[BEGIN DATASET ENTRIES]
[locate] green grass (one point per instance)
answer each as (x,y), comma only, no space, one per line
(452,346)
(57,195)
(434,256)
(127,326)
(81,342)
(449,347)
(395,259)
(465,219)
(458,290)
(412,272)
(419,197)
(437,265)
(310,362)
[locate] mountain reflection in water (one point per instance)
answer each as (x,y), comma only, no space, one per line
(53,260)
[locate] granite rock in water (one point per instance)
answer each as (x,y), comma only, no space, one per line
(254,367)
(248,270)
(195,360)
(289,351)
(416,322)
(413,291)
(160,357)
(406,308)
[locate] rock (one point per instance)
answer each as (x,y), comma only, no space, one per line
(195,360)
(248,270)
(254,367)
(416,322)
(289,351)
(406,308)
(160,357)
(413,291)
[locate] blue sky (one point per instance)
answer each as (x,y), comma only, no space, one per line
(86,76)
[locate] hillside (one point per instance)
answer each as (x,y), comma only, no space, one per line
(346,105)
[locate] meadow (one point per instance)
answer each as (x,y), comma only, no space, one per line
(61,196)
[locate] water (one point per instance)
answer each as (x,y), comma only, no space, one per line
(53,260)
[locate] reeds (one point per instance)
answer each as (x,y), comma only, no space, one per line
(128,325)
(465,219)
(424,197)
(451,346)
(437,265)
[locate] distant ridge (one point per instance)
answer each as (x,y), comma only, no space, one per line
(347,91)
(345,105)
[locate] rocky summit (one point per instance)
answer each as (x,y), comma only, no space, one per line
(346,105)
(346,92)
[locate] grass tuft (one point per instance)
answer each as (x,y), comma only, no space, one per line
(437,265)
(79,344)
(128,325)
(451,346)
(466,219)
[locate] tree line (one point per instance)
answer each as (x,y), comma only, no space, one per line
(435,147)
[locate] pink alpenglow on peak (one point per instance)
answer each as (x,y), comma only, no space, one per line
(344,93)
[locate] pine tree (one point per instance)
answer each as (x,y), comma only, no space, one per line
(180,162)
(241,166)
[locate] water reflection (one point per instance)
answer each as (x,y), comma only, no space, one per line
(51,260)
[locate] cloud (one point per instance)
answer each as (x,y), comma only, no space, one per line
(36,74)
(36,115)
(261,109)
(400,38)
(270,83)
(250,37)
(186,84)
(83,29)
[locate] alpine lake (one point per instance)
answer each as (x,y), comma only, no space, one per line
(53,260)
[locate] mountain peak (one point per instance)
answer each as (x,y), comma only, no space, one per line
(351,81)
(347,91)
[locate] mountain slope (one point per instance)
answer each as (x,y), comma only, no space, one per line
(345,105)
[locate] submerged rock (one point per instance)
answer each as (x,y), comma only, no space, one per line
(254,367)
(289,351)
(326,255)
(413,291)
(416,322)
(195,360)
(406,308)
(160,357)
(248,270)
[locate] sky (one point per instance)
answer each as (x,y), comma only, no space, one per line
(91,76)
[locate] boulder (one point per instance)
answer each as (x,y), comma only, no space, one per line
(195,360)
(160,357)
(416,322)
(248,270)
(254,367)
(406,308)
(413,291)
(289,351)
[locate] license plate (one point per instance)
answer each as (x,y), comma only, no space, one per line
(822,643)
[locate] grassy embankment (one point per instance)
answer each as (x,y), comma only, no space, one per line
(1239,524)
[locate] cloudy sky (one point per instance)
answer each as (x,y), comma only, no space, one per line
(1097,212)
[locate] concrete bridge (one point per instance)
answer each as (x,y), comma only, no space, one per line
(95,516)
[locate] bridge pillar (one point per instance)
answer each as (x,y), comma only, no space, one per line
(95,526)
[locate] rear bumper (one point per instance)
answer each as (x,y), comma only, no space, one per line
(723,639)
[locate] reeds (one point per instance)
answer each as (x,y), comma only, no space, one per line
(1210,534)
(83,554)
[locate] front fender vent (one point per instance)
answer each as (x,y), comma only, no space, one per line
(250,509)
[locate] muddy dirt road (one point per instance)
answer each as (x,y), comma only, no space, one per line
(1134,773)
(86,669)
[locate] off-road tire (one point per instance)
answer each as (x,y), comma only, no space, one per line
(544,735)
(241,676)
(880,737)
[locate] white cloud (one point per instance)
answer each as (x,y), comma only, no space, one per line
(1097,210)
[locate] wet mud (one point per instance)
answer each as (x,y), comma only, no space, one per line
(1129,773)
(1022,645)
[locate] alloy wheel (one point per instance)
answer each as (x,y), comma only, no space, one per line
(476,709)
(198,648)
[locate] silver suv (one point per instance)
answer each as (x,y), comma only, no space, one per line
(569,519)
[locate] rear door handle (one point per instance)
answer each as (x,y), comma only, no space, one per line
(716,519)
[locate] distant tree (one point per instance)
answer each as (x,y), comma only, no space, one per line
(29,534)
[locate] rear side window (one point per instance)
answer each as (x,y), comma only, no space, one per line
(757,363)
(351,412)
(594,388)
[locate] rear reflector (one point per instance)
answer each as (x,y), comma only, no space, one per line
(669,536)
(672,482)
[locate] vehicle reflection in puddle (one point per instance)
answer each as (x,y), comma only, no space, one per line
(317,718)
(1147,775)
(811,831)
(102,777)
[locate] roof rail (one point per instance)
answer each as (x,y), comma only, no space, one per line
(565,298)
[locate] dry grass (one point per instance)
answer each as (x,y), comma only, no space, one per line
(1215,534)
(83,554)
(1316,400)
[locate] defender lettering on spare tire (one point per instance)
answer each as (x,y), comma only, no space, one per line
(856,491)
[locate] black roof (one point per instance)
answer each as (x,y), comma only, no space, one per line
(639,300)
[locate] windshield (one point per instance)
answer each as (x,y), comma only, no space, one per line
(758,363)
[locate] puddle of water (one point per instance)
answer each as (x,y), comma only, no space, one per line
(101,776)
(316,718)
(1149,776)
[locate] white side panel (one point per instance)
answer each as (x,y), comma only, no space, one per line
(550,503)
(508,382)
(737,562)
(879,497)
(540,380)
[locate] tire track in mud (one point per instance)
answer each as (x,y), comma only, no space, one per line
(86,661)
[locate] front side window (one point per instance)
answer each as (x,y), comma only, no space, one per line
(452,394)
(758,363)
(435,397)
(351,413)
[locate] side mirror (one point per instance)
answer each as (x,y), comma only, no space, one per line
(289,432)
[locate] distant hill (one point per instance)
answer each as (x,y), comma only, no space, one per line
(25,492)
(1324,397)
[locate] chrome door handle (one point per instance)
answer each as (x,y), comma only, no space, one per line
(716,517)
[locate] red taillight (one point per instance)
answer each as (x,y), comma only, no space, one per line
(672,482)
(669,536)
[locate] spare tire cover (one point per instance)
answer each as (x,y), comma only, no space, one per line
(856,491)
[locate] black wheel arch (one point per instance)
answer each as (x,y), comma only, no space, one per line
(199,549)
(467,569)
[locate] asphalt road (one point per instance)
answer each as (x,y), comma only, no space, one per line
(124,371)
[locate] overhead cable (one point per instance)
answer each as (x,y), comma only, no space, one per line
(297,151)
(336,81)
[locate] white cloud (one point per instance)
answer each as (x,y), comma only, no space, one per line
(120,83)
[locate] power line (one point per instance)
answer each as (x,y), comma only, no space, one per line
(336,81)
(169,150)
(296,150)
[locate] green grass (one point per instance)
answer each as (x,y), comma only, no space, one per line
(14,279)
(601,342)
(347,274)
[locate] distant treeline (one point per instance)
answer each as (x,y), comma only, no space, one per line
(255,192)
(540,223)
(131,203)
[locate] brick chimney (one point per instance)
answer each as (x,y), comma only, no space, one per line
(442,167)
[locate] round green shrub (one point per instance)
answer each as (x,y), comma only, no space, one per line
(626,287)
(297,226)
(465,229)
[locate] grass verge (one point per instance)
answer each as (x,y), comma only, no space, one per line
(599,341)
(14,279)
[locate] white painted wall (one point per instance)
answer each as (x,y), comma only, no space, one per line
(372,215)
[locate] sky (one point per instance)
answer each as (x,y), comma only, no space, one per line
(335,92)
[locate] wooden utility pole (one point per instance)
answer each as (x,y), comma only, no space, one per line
[END DATASET ENTRIES]
The required output is the span of lines from the one containing "[locate] asphalt road" to the last line, reproduced character for character.

[locate] asphalt road (one point per instance)
answer each as (x,y), comma only, no space, one per line
(124,371)
[locate] overhead cable (one point per instance)
answer each as (x,y), comma only, no space, one per line
(297,151)
(336,81)
[locate] white cloud (one point per instance)
answer each as (x,y), comma only, no space, one per line
(120,83)
[locate] power line (one point per instance)
answer each as (x,y), comma only, no space, one per line
(336,81)
(169,150)
(296,150)
[locate] green grass (one point per instance)
answer each as (x,y), comma only, no space, one per line
(14,279)
(601,342)
(347,274)
[locate] distant treeline (one point per instance)
answer each as (x,y), comma only, no space, one per line
(255,192)
(540,223)
(131,203)
[locate] brick chimney (one point per instance)
answer each as (x,y), comma only, no space, one per line
(442,167)
[locate] round green shrub (one point per instance)
answer each as (x,y), comma only, no space, one per line
(626,287)
(297,226)
(465,229)
[locate] grass verge (one point per instance)
answer each as (x,y), comma only, no space, one per line
(599,341)
(14,279)
[locate] white painted wall (one point per instance)
answer each as (x,y), comma only, no space, one per line
(372,215)
[locate] sky (one point per instance)
answer each as (x,y), comma only, no space, one per line
(335,92)
[locate] wooden utility pole (one point per instance)
answer each as (x,y), comma only, no space, one per line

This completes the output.